◆ YOUR GOAL ◆
From the Medicaid news report below, extract the passage between "That reversed rules, in" and "others in Medicaid.", inclusive, copying it word for word.

[DOCUMENT EXCERPT]

Bush reverses Medicaid decision

Associated Press

WASHINGTON — Reversing course, the Bush administration said it will maintain patient protections in Medicaid that require easy access to emergency rooms.

The administration told state Medicaid directors last month that they could put limits on emergency room visits for patients enrolled in health maintenance organizations and other managed-care programs.

That reversed rules, in place since 1997, that required states to pay for emergency room visits as long as a "prudent layperson" would have considered the situation a medical emergency.

The 1997 patient protections were created when Congress gave states the power to put Medicaid participants into cost-cutting managed care without getting special permission.

Some 40 million poor and near-poor people are insured through Medicaid, and more than 55 percent of them are in some type of managed care.

When news of the change became public, Democrats in Congress and others complained that the plan eviscerated the rights of patients. The administration initially defended the change, saying it was simply letting states put the same limits on its managed care patients as they did on others in Medicaid.

[/DOCUMENT EXCERPT]
[ENTRIES SUPPLIED]

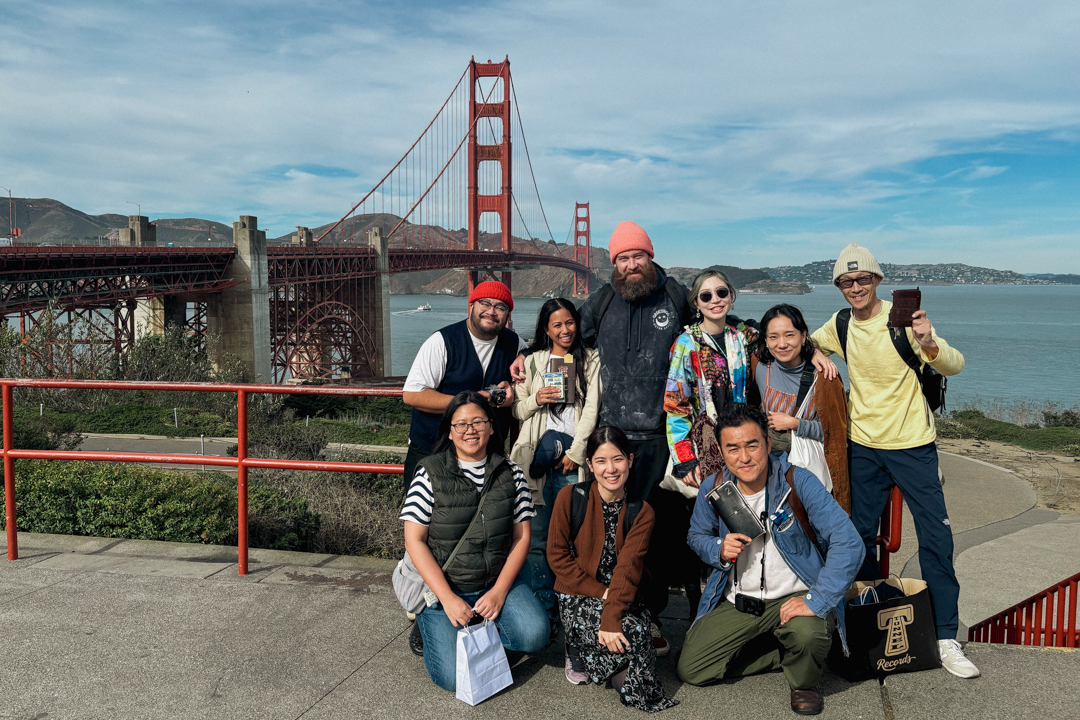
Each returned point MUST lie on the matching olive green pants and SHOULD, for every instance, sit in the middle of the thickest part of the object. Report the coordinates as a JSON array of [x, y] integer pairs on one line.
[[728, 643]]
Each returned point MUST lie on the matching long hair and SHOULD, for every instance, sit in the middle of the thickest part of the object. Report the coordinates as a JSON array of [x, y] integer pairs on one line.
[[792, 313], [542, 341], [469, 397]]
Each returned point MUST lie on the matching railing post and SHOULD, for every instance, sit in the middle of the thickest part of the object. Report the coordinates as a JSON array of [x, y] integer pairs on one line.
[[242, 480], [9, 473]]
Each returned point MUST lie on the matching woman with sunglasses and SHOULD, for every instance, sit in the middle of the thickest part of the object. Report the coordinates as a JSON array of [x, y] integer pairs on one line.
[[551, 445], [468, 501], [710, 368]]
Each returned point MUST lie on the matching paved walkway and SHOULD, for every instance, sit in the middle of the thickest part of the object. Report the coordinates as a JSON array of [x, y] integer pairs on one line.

[/ENTRIES SUPPLIED]
[ENTRIES SUPPLIED]

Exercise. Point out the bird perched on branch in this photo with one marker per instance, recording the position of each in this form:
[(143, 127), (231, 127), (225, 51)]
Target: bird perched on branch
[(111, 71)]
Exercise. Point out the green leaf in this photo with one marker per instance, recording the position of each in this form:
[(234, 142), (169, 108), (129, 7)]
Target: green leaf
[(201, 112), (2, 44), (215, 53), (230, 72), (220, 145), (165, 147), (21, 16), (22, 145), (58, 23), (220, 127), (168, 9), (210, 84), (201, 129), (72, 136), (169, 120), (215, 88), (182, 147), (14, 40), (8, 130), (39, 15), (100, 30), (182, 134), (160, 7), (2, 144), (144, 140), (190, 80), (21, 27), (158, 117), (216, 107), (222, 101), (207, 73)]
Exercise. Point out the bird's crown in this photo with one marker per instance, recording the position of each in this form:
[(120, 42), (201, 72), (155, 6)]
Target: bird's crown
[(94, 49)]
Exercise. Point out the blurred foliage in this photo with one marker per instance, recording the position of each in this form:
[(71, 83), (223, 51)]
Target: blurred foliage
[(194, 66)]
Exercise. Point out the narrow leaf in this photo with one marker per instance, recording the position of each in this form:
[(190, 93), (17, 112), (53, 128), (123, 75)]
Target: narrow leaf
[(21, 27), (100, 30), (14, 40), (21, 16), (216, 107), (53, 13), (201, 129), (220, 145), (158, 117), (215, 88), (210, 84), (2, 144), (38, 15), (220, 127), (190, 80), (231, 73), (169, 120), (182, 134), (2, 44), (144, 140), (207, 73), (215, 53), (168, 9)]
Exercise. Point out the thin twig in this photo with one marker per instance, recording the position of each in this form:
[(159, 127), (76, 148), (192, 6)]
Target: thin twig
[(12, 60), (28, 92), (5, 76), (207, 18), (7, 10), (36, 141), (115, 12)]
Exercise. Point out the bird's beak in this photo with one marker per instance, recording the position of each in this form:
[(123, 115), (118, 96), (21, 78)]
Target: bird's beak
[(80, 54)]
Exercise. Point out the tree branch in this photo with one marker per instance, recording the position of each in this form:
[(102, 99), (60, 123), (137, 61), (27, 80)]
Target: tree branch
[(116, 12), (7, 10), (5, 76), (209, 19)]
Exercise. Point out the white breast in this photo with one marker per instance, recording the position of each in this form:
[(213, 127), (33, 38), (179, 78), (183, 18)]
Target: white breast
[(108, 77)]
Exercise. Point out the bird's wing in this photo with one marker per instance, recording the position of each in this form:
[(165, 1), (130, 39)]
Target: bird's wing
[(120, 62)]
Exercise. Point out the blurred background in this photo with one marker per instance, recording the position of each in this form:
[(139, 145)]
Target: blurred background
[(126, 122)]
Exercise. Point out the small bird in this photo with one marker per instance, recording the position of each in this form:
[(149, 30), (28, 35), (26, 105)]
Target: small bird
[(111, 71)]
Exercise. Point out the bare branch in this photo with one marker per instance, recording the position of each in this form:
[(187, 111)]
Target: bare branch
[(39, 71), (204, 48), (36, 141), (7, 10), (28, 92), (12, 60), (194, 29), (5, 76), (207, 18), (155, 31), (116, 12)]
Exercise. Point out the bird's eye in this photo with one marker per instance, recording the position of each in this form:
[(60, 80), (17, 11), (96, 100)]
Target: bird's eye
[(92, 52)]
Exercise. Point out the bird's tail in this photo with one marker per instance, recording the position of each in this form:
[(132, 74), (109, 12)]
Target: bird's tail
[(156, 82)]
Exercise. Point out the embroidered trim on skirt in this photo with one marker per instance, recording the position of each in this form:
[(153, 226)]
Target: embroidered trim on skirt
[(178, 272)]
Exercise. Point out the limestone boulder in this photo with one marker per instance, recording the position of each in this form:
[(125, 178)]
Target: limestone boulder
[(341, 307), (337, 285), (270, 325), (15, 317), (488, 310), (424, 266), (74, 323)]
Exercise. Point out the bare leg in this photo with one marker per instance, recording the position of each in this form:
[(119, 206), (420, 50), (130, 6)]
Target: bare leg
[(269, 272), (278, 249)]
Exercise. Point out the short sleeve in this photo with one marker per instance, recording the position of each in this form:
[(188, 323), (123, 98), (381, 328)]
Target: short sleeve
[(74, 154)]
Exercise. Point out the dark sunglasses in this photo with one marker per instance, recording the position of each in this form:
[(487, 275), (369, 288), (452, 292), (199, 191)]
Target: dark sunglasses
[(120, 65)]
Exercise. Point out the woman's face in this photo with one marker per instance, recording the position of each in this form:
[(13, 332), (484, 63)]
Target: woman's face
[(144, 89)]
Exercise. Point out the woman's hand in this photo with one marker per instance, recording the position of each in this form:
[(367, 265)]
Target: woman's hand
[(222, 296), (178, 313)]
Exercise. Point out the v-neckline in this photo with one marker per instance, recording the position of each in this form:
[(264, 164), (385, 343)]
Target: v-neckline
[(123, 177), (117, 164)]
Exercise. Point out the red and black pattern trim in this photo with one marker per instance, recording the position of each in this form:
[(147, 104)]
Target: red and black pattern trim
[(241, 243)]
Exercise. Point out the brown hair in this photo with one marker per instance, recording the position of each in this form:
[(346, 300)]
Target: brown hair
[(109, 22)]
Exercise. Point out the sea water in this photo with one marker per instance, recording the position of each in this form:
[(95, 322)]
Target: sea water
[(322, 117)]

[/ENTRIES SUPPLIED]
[ENTRIES SUPPLIED]

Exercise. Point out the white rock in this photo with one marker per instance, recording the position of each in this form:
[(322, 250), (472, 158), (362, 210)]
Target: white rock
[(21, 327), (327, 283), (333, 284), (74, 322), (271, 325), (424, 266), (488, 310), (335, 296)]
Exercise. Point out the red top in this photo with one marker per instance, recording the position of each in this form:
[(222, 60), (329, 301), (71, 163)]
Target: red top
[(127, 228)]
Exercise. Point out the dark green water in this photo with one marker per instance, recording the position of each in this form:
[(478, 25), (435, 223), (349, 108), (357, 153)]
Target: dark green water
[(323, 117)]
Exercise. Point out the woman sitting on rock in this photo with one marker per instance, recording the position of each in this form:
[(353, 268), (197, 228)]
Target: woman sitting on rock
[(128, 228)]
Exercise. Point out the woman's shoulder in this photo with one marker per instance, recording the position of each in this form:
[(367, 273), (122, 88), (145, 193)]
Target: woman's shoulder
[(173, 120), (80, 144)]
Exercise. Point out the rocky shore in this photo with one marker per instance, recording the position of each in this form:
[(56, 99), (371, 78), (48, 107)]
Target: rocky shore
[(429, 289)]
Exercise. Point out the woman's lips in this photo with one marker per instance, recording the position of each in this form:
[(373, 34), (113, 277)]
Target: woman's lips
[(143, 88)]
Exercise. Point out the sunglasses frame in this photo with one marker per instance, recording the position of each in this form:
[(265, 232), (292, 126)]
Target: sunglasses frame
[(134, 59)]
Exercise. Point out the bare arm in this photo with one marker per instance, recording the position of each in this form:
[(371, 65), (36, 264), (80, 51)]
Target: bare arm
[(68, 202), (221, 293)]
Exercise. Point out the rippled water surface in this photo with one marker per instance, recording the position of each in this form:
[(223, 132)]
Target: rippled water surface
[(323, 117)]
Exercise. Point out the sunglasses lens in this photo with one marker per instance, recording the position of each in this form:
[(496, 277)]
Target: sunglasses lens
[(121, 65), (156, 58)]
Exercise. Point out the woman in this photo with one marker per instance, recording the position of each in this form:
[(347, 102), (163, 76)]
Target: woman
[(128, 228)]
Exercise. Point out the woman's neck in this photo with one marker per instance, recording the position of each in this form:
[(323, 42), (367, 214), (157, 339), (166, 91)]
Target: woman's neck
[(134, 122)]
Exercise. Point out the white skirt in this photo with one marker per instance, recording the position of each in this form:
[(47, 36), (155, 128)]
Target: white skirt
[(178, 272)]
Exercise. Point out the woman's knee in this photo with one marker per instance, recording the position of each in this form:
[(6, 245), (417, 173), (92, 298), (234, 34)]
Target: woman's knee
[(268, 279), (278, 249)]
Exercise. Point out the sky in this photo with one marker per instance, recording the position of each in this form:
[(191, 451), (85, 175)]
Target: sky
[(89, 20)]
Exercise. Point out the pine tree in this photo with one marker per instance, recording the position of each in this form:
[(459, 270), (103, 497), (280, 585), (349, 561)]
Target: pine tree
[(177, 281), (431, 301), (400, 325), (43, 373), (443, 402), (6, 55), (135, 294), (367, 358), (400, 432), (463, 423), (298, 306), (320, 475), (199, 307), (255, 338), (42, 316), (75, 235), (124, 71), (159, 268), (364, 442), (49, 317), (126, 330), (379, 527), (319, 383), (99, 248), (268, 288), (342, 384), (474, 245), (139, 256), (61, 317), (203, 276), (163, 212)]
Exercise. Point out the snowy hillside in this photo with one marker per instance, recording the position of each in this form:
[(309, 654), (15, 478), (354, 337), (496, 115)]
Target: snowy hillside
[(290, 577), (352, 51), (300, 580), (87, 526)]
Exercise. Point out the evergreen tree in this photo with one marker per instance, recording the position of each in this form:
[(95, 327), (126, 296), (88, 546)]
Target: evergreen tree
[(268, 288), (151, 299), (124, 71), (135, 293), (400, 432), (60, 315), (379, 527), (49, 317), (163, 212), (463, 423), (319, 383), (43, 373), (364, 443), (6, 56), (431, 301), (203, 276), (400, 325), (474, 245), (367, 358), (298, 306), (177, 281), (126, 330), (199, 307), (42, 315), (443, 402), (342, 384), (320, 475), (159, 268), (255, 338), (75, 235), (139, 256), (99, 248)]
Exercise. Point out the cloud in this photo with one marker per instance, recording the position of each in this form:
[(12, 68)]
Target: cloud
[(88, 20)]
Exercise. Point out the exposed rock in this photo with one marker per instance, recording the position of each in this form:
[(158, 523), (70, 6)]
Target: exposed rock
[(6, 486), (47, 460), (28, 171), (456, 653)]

[/ENTRIES SUPPLIED]

◆ EXERCISE OUTPUT ◆
That reversed rules, in place since 1997, that required states to pay for emergency room visits as long as a "prudent layperson" would have considered the situation a medical emergency.

The 1997 patient protections were created when Congress gave states the power to put Medicaid participants into cost-cutting managed care without getting special permission.

Some 40 million poor and near-poor people are insured through Medicaid, and more than 55 percent of them are in some type of managed care.

When news of the change became public, Democrats in Congress and others complained that the plan eviscerated the rights of patients. The administration initially defended the change, saying it was simply letting states put the same limits on its managed care patients as they did on others in Medicaid.